Rewrite the data from the line containing "Annotation instructions: The target class is blush" through the line containing "584;364;781;499", inclusive, with "blush pink rose" changed to "peach rose" and everything else left as is. Return only those lines.

* START *

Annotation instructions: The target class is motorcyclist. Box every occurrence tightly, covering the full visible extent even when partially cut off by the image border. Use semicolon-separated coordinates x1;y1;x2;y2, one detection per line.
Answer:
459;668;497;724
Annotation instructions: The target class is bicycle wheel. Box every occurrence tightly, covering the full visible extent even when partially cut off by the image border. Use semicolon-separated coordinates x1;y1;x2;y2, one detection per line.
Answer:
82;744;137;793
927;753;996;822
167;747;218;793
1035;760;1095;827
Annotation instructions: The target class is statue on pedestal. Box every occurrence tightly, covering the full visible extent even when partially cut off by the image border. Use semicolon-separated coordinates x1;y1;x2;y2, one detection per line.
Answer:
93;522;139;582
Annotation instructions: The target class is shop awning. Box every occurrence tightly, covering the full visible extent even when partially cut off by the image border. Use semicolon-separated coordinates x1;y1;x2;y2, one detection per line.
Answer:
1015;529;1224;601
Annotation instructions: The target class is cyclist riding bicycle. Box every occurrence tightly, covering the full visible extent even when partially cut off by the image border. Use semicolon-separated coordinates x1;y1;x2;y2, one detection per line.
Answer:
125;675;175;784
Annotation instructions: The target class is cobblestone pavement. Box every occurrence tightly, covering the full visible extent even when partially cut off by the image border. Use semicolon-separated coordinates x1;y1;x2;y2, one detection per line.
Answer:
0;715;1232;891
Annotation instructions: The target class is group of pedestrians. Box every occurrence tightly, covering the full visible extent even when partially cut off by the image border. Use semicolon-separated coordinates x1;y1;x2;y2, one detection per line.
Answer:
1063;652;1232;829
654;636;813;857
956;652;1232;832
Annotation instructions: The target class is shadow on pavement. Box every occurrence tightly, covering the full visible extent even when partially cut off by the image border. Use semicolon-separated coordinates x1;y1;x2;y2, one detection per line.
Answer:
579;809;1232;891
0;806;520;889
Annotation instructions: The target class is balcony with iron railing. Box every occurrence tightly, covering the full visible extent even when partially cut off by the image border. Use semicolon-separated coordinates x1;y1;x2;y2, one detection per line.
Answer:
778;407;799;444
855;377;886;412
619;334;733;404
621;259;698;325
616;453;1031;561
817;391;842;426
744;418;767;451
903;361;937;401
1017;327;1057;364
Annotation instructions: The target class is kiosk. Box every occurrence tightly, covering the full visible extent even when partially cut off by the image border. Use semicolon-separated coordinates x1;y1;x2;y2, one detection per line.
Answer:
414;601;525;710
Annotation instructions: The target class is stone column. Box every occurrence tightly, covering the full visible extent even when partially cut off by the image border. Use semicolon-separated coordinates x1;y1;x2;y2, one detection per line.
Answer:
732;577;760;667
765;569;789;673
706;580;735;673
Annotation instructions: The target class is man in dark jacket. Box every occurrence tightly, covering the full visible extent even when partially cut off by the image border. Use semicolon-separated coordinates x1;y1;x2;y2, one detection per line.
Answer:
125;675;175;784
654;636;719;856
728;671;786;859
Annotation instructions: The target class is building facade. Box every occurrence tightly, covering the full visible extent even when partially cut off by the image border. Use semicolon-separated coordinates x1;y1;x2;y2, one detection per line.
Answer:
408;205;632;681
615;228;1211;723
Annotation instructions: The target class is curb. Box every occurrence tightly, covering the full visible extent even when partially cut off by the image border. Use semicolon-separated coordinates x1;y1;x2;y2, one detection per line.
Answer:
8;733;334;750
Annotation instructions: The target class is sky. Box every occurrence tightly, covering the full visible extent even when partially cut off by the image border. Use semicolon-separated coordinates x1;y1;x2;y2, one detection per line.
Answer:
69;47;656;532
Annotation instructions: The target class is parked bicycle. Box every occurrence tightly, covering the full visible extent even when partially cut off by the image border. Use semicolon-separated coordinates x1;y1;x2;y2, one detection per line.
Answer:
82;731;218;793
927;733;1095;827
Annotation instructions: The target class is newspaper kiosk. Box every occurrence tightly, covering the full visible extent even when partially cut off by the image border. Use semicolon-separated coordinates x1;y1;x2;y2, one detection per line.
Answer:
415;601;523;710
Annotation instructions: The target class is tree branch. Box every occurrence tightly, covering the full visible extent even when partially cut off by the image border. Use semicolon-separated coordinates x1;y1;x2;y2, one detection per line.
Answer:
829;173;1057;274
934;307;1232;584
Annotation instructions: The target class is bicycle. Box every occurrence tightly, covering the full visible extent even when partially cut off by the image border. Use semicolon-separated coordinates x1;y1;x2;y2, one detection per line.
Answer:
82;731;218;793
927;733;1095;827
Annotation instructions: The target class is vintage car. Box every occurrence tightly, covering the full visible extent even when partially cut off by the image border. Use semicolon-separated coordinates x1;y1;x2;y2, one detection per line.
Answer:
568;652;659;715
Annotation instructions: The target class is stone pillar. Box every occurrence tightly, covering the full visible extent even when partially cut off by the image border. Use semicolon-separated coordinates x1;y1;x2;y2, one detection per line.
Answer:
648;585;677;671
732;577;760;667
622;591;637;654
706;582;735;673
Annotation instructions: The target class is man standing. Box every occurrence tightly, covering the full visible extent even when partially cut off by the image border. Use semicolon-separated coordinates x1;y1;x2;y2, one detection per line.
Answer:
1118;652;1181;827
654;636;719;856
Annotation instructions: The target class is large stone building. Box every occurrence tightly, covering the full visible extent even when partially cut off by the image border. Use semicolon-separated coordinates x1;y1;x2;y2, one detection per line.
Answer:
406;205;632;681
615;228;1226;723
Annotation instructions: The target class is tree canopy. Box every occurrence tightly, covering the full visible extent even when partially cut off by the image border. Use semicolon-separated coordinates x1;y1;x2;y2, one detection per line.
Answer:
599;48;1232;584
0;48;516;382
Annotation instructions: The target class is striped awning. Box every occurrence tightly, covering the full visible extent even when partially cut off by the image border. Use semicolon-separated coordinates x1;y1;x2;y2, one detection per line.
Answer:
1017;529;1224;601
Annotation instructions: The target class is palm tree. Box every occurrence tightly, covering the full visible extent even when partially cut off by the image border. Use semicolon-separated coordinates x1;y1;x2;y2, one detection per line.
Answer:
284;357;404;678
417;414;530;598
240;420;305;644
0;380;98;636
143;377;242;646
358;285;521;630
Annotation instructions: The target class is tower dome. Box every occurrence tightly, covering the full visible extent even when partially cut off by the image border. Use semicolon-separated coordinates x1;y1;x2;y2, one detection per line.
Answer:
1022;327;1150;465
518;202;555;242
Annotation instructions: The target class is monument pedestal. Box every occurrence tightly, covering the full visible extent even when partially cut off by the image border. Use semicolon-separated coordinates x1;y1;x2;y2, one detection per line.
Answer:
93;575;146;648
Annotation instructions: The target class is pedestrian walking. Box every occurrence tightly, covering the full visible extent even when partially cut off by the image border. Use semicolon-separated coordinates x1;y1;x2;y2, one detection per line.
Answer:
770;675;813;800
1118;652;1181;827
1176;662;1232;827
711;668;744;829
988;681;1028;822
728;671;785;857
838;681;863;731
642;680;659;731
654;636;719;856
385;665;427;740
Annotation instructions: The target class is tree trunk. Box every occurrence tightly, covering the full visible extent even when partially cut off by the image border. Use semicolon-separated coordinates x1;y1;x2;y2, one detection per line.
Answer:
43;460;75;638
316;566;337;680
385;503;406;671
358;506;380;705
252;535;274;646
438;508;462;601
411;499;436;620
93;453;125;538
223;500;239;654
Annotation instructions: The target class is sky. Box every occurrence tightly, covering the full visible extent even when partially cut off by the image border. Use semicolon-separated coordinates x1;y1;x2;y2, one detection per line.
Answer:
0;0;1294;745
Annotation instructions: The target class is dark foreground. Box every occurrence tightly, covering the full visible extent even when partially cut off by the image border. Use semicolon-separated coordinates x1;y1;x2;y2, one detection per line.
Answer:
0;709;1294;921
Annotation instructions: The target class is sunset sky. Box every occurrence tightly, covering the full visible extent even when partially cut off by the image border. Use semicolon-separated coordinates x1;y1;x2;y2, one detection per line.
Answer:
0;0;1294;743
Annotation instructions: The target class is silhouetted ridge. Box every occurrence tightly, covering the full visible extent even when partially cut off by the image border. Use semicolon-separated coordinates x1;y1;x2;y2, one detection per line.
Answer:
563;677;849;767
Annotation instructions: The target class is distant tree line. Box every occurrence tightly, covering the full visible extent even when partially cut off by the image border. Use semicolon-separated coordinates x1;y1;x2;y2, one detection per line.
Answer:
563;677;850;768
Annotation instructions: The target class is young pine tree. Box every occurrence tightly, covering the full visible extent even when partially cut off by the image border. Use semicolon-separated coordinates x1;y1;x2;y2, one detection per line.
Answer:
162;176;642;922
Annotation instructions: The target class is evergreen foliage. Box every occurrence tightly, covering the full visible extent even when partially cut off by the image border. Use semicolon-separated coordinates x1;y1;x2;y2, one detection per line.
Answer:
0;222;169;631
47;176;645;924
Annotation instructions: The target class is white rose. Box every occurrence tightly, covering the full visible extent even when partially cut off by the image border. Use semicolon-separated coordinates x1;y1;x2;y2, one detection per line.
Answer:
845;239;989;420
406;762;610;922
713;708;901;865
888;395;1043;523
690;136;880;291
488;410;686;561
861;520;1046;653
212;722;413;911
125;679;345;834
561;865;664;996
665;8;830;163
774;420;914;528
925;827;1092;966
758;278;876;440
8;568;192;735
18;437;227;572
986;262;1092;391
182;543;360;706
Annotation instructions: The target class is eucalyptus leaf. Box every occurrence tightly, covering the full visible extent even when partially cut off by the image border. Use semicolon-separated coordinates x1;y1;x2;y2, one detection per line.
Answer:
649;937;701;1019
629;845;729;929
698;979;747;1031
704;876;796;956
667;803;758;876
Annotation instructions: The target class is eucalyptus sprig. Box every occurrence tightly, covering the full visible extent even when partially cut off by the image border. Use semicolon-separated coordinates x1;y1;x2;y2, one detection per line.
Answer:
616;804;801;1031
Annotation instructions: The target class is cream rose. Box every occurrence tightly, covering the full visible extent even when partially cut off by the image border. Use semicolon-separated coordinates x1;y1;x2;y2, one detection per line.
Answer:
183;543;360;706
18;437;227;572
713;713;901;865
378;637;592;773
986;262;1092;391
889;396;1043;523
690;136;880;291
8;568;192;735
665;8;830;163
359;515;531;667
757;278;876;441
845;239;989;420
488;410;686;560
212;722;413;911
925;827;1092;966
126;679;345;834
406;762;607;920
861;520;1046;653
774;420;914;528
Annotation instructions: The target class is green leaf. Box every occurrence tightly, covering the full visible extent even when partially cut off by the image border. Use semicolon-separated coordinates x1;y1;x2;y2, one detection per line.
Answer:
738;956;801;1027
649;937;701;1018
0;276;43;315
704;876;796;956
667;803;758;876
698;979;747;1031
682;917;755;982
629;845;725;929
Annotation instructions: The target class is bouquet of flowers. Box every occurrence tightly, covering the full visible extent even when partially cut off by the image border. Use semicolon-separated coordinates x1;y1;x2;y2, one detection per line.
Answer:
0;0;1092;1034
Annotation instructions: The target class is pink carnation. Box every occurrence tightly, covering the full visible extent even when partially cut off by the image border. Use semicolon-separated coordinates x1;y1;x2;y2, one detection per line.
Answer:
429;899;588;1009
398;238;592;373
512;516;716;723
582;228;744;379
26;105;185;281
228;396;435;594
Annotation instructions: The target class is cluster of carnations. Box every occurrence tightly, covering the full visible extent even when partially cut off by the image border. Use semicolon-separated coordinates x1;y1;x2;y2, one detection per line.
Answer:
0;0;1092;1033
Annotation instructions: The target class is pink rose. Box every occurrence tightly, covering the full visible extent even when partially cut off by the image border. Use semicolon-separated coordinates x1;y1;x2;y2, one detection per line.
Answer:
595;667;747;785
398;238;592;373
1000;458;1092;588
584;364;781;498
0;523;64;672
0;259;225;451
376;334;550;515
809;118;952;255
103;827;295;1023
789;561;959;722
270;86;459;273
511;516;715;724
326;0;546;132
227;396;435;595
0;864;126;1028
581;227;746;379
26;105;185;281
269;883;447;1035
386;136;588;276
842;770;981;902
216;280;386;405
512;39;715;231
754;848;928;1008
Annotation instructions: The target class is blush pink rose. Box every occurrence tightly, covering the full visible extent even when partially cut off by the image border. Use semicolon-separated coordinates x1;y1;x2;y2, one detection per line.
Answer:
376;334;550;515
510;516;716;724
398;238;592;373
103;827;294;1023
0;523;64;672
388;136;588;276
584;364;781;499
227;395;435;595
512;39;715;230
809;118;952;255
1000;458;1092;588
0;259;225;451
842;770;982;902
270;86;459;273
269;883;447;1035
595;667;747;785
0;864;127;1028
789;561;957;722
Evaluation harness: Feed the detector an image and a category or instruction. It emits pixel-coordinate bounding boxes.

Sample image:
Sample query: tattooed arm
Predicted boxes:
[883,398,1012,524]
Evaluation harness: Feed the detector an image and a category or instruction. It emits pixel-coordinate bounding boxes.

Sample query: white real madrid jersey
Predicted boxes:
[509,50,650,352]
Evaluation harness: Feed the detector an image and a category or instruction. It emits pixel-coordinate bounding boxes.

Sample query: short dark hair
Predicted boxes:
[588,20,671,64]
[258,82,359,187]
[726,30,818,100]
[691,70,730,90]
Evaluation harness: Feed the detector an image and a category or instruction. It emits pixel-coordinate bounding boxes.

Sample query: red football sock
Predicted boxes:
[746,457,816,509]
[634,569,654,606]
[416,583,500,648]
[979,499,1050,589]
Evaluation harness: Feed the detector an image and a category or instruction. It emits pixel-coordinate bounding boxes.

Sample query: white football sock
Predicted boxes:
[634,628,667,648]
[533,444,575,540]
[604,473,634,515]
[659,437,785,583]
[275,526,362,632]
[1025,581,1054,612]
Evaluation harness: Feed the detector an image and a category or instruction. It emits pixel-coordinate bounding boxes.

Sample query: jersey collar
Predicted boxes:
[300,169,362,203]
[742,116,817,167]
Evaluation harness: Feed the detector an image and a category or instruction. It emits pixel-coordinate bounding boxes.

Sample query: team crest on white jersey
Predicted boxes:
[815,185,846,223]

* END *

The answer >>
Annotation instructions: The target class is peach rose. Box every occurrence tightly, covering the full visible extent even when partially cut off by the image border. Use semicolon-separated coordinates x1;y1;x2;y2, one detection per line.
Answer:
376;334;550;515
510;516;716;724
398;238;592;373
103;827;294;1023
0;523;64;672
388;136;588;276
584;364;781;499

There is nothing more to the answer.